[Point labeling examples]

○ ○ ○

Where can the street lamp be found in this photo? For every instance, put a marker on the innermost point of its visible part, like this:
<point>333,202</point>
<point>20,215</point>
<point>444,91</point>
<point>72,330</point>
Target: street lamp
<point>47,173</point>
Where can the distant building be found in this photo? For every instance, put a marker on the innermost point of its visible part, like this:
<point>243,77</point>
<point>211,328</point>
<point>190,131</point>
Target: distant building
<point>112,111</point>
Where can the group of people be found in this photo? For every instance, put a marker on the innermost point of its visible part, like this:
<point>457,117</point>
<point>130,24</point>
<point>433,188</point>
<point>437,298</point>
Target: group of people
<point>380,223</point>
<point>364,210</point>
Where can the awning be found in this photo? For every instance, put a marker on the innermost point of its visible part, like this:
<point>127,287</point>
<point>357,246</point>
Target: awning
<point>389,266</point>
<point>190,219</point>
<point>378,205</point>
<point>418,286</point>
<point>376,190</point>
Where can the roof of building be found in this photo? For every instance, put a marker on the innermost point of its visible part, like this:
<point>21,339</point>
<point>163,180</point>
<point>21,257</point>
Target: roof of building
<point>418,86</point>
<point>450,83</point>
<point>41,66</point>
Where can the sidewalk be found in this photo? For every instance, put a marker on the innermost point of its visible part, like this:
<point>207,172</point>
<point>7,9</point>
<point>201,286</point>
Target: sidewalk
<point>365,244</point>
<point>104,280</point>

○ ○ ○

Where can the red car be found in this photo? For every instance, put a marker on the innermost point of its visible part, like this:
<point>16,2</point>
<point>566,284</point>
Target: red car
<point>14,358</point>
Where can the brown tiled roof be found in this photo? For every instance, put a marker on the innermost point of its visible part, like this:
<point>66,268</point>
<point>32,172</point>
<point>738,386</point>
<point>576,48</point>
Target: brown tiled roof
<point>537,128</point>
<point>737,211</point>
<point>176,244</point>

○ ○ ○

▶ **Directions for this task**:
Print the data lines word for word, starting with the line that contains "Where can the street" and going on through the line that contains "<point>364,210</point>", with both of those lines included.

▶ **Response below**:
Where can the street lamp be found in this photo? For every instance, put a marker on the innermost point of its visible part, like this:
<point>333,202</point>
<point>20,215</point>
<point>444,91</point>
<point>72,330</point>
Target: street lamp
<point>47,173</point>
Where can the distant building be found in this photo? For every instance, put a marker on the innermost point of its visible part, like this:
<point>243,77</point>
<point>211,328</point>
<point>190,131</point>
Target: distant building
<point>112,111</point>
Where can the group of people be found in this photo? For every instance, put a marker on the innermost point of its visible part, like this:
<point>457,117</point>
<point>130,24</point>
<point>433,188</point>
<point>437,298</point>
Target: group of people
<point>380,223</point>
<point>364,210</point>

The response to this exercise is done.